**YOUR OBJECTIVE**
Find every line in the records below that contains the word "before", and copy each of those lines in full.

**ENTRIES**
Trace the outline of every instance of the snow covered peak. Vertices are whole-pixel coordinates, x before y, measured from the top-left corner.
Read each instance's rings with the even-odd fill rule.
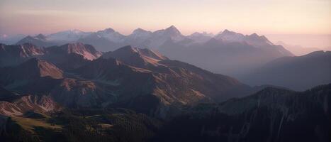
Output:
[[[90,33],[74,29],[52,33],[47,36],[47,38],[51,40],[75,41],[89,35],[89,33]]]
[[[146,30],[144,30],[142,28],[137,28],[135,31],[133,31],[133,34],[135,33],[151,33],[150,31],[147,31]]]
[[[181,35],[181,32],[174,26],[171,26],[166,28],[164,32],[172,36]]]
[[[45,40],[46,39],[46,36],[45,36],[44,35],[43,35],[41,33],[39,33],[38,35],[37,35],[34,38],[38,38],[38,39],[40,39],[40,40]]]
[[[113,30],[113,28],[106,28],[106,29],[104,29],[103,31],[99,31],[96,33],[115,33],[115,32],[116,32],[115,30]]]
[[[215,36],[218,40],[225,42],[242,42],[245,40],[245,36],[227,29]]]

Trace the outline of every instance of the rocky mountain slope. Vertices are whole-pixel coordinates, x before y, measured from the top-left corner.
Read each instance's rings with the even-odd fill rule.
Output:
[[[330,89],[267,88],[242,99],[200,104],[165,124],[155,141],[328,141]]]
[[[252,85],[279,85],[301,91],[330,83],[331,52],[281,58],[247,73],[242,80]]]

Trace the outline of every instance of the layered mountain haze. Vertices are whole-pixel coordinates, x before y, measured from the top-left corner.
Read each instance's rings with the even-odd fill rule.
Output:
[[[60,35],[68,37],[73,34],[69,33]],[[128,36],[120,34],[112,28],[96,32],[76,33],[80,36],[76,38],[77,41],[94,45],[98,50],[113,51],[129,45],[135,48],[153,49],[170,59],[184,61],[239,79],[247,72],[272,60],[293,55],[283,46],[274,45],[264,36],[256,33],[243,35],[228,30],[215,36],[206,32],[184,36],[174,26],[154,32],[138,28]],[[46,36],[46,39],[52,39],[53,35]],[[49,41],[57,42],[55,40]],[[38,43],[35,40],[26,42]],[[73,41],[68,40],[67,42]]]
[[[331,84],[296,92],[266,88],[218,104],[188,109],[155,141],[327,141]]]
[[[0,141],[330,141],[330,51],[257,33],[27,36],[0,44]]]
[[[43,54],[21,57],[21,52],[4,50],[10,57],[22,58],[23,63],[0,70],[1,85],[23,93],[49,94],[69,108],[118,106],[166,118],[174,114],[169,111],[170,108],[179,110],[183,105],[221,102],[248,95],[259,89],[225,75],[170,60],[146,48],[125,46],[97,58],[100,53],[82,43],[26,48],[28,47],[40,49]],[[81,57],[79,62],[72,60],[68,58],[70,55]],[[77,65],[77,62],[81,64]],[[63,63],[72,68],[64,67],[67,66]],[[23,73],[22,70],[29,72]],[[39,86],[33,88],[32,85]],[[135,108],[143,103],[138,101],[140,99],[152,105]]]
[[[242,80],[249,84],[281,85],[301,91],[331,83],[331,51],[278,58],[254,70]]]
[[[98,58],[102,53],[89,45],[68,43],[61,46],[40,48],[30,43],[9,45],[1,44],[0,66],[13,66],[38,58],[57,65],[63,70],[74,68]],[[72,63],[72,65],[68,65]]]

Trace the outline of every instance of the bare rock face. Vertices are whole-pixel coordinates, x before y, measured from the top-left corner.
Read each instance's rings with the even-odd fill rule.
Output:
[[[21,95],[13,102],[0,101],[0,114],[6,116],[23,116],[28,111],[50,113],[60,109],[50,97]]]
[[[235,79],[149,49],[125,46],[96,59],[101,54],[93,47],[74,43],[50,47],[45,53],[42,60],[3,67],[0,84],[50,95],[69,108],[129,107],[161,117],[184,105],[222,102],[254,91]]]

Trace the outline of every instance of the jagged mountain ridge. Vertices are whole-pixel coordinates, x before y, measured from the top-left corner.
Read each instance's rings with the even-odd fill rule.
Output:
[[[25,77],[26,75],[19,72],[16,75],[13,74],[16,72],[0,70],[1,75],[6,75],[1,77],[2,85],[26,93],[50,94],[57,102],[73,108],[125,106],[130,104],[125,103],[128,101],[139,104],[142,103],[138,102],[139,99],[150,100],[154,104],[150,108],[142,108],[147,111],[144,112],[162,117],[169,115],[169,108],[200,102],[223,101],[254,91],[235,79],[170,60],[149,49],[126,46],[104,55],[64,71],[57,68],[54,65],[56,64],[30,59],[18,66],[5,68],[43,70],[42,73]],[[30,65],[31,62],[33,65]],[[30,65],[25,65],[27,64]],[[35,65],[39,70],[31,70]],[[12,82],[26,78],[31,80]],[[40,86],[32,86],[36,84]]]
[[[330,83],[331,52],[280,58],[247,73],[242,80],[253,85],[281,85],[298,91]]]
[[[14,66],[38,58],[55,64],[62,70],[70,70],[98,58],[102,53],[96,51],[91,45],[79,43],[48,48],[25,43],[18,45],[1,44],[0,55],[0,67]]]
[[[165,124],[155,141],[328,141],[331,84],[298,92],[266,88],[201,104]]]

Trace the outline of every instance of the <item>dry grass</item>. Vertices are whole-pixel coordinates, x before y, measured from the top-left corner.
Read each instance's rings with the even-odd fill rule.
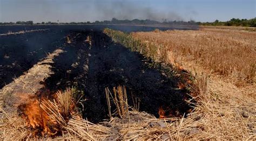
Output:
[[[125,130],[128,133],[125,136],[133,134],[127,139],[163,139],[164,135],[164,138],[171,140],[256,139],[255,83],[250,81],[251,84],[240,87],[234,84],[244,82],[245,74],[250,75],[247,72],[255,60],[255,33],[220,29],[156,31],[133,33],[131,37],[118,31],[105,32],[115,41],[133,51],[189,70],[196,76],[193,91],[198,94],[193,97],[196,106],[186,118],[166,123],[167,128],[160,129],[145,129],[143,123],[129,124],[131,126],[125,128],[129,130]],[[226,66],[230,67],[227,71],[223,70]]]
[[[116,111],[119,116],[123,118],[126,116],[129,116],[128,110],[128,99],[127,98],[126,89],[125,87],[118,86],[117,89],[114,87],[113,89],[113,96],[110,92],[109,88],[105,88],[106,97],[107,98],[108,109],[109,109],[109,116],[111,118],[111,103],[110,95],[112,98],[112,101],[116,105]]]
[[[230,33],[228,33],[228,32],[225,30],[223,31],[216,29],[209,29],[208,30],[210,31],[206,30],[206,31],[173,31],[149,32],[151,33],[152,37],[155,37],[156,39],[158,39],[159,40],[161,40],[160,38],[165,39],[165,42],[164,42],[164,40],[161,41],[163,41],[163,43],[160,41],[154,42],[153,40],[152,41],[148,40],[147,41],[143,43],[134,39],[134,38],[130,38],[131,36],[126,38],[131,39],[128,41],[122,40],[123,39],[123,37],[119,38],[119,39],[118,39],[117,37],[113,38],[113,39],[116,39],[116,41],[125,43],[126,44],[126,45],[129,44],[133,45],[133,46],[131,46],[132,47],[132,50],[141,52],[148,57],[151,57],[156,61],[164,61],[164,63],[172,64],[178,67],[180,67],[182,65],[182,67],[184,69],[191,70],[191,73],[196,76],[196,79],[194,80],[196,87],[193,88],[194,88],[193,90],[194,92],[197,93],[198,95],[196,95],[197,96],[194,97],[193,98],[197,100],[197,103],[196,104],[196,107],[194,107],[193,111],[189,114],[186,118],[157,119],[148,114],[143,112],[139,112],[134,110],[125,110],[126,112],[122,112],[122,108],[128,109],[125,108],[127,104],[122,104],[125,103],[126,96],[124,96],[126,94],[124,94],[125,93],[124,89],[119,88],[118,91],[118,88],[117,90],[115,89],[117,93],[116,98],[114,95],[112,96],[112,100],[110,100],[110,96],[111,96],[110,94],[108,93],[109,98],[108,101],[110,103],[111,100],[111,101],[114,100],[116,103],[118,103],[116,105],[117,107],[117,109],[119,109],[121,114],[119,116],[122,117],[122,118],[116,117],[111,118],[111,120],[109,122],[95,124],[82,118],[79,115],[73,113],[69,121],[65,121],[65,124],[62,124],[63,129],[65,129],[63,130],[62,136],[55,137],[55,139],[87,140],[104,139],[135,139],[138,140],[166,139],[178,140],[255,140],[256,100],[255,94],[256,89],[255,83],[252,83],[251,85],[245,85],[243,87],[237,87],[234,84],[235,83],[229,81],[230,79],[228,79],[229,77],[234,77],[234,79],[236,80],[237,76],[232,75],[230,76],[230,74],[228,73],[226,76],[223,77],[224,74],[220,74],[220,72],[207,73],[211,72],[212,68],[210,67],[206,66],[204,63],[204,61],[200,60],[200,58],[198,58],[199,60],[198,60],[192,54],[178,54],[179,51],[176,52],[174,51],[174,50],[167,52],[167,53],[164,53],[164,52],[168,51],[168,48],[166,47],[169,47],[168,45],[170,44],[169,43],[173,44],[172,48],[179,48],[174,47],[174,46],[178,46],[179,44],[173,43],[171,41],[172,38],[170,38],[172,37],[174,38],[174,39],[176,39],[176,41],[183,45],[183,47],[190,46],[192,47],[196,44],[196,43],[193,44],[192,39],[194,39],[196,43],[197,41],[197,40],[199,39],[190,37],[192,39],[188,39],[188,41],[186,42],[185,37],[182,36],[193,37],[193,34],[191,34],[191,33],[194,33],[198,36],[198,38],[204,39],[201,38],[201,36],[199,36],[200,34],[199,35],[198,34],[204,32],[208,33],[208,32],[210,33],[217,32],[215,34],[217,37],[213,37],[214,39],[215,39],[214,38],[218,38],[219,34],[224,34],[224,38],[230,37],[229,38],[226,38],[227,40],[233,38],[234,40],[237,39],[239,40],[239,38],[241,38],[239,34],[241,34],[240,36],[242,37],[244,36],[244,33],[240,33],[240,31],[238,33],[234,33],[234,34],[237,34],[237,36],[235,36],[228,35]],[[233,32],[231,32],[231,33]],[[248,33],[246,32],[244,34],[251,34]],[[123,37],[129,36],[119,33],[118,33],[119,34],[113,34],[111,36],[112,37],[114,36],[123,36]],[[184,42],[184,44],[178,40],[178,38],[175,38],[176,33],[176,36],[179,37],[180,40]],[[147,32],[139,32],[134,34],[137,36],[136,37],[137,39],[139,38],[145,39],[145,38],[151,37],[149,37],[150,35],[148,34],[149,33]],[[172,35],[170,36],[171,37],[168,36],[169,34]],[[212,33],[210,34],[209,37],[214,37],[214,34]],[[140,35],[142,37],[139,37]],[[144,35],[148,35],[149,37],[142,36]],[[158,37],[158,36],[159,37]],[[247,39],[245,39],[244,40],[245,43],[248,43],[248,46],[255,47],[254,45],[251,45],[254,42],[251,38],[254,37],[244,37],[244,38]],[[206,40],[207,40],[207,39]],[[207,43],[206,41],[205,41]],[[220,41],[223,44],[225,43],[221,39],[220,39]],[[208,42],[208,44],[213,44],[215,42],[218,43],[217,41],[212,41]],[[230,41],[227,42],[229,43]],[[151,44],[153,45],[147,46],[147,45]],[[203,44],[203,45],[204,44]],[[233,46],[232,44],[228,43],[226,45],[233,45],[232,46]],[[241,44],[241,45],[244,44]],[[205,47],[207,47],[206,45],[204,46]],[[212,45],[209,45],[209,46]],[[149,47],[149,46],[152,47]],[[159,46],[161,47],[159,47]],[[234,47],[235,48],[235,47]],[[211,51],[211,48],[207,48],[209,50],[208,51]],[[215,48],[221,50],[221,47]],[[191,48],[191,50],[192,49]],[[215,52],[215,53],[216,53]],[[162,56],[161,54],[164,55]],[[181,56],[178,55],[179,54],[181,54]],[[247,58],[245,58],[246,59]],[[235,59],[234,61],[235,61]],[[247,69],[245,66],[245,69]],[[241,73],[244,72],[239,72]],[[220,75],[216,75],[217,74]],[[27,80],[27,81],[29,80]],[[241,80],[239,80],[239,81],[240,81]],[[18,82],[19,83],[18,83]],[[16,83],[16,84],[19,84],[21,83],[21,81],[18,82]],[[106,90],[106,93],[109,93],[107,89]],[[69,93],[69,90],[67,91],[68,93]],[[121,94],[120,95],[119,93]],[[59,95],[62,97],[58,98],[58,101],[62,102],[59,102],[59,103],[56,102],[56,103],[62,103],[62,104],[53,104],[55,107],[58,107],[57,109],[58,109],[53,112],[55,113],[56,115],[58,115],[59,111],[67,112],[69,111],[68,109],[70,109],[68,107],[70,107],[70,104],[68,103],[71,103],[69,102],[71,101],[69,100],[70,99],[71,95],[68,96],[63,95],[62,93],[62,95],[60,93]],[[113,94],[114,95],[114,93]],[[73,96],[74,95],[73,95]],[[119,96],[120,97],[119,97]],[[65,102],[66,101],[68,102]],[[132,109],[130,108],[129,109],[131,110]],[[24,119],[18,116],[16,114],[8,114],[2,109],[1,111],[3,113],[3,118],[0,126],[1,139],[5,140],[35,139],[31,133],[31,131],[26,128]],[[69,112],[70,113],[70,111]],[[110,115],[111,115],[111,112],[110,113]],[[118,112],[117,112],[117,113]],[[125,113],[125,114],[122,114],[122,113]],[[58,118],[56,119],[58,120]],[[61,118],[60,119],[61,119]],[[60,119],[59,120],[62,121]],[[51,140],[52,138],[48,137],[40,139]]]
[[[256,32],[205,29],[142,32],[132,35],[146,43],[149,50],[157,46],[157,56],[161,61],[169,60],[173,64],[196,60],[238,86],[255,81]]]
* * *
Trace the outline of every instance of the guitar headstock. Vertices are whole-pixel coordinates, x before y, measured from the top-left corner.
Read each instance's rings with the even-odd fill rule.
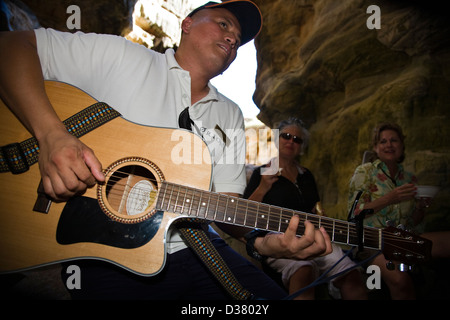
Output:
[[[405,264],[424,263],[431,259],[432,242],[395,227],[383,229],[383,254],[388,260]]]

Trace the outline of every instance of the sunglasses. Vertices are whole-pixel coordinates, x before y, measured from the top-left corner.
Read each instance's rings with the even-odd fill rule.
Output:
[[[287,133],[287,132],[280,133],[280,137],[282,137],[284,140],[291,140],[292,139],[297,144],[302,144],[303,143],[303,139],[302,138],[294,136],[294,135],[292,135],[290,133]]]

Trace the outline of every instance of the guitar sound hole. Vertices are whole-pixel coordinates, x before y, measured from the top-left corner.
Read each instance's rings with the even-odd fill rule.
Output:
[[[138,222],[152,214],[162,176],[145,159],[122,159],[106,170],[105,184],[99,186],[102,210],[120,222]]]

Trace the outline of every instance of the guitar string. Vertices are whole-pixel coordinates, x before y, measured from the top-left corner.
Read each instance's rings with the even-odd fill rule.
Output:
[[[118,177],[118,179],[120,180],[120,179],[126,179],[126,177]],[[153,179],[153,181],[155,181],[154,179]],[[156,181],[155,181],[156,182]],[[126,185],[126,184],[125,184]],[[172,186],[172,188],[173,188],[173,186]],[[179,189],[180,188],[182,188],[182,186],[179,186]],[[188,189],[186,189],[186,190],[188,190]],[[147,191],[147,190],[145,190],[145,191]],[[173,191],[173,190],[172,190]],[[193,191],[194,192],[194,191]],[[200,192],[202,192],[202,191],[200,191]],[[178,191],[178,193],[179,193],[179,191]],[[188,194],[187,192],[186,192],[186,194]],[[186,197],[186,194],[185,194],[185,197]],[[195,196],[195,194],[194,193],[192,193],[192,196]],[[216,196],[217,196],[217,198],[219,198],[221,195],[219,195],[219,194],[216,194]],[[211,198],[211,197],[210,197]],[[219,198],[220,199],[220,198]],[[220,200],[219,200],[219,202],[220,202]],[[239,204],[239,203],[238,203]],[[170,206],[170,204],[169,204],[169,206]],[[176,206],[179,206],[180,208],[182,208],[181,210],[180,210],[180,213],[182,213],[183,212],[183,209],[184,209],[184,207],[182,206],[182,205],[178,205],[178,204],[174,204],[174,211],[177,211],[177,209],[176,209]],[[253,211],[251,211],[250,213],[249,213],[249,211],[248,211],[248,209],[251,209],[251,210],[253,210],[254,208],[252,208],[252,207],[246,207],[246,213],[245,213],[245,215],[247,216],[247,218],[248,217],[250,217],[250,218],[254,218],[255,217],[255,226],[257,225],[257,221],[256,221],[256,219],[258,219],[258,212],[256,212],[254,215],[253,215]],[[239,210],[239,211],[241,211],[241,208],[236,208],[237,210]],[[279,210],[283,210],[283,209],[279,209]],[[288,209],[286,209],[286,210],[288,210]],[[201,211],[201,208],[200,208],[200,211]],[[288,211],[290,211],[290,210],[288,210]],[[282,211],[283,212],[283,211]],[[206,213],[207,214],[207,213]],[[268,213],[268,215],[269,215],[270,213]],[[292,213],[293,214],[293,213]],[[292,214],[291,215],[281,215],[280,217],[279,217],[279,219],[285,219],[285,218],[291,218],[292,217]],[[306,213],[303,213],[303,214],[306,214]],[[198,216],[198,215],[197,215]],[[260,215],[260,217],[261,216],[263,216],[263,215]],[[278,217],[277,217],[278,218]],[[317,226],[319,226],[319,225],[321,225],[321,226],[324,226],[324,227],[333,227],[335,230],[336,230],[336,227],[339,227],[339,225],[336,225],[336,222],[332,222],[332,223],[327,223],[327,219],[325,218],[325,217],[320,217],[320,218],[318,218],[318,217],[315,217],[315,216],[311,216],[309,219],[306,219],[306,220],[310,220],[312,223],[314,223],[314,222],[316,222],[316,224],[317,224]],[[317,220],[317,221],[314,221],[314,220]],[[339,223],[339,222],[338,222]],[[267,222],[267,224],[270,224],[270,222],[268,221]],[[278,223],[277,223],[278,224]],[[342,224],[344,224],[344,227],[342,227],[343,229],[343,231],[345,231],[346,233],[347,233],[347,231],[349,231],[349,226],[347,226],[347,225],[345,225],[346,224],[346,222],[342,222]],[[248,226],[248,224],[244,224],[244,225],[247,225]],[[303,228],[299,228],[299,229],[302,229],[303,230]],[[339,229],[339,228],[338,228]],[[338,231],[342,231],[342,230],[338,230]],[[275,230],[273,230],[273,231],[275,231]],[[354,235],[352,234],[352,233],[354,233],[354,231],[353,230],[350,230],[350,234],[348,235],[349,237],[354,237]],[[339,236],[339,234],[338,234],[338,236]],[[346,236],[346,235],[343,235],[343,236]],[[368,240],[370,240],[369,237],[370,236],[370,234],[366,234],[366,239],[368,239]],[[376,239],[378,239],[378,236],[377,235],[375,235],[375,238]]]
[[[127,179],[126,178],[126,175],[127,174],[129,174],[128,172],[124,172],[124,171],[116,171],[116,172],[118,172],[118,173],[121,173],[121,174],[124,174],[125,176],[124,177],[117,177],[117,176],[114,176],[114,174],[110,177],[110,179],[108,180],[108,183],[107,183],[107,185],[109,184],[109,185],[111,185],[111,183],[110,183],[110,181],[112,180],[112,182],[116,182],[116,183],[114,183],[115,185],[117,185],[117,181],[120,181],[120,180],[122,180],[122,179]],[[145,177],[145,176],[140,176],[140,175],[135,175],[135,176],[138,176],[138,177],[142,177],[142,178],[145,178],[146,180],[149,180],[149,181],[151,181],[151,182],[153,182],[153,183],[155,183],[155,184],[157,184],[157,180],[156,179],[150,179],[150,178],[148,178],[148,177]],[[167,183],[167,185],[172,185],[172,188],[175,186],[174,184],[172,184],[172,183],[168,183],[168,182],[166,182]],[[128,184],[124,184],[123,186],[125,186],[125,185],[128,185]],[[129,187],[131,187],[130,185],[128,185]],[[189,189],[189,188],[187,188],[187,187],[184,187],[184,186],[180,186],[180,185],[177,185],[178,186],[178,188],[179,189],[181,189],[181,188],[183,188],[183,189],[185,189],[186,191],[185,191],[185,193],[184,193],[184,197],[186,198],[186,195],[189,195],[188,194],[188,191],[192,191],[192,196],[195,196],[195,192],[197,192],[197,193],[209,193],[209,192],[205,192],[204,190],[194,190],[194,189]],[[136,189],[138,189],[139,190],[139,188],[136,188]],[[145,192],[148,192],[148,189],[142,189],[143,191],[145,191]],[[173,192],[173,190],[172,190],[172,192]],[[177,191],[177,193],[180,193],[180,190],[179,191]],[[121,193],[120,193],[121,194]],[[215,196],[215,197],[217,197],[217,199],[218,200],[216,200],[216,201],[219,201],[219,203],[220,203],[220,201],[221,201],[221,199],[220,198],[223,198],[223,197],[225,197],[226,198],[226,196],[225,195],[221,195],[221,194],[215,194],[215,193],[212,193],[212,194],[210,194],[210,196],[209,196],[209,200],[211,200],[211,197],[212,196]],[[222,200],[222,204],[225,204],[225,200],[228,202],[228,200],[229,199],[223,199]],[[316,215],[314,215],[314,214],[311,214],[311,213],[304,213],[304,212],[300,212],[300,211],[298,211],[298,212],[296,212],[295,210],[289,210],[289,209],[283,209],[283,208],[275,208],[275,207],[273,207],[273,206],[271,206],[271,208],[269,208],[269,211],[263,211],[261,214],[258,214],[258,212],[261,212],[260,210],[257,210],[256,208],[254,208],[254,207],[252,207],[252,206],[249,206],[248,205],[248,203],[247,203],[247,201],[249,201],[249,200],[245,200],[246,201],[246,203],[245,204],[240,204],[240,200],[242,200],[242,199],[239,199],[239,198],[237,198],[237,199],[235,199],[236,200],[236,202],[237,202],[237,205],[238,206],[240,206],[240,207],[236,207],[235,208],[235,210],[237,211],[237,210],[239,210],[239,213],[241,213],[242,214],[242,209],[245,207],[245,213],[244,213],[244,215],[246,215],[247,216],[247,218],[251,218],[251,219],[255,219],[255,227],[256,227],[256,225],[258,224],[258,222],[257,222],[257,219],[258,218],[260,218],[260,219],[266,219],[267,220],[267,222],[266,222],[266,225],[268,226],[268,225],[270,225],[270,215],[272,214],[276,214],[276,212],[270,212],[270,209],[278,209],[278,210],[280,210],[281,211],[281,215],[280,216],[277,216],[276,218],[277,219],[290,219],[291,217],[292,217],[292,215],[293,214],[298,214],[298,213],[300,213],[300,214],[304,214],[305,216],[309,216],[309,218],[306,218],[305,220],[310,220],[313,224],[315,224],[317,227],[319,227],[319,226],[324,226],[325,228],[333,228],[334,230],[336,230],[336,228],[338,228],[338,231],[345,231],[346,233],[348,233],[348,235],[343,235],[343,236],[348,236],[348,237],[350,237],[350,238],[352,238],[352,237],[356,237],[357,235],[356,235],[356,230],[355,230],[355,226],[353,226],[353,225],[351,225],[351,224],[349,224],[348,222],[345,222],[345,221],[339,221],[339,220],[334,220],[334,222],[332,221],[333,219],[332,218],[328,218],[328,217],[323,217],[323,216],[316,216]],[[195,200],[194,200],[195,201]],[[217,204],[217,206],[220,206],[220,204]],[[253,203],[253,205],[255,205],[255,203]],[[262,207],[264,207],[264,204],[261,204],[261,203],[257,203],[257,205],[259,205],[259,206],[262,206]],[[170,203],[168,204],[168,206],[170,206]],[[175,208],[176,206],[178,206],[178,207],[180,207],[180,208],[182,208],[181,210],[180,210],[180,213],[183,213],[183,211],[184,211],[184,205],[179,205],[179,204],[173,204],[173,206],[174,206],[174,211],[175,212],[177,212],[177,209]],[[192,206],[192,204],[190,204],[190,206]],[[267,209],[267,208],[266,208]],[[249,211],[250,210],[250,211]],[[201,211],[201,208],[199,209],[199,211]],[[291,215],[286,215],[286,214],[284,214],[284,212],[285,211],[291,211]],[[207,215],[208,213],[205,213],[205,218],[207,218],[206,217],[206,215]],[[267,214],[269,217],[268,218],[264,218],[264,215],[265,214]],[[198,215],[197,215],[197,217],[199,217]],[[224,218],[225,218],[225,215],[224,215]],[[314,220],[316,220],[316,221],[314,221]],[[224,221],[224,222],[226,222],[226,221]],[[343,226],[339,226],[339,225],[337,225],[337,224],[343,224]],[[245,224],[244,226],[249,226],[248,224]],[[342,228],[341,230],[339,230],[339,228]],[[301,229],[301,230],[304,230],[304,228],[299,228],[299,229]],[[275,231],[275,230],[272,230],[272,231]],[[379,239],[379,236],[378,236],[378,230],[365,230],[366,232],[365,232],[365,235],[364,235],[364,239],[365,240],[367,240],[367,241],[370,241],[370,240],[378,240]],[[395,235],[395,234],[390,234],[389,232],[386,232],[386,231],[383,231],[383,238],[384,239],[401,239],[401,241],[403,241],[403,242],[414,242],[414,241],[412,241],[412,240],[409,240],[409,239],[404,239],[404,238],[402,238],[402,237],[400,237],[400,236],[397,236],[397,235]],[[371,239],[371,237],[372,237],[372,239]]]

**ANSWER TO THIS EXERCISE**
Trace the outline of every instance of the snow covered peak. Vertices are whole-pixel coordinates, x before y, measured from the top-left corner.
Trace the outline of every instance of the rocky mountain slope. Vertices are whole-pixel coordinates, x before y, measured from the top-left corner.
Trace the outline of every instance of the layered mountain haze. Vertices are whole-pixel coordinates, x before y, measured from the top-left corner.
Trace the outline of every instance of the bare rock face. Vertices are whole-pixel coordinates, x before y, measured from the top-left corner.
Trace the outline of every instance of the jagged mountain ridge. Vertices are whole-pixel coordinates, x before y, measured from the top-left corner.
Trace the outline of every instance of the <item>dry grass</item>. Vertices are whole-pixel coordinates, x before y, measured from the top-left corner.
Trace the outline of every instance of the guitar headstock. Vertices are whole-pixel coordinates, x before y, measured from the top-left corner.
Trace the outline of every instance of the sunglasses. Vertices are whole-pixel coordinates, x before y, measured from the top-left corner.
Trace the outline of every instance of the guitar sound hole. Vertices are whole-pixel coordinates, x before y, measured from the top-left corner.
Trace the outline of every instance of the guitar string. Vertices are whole-pixel coordinates, x before y, measured from the top-left corner.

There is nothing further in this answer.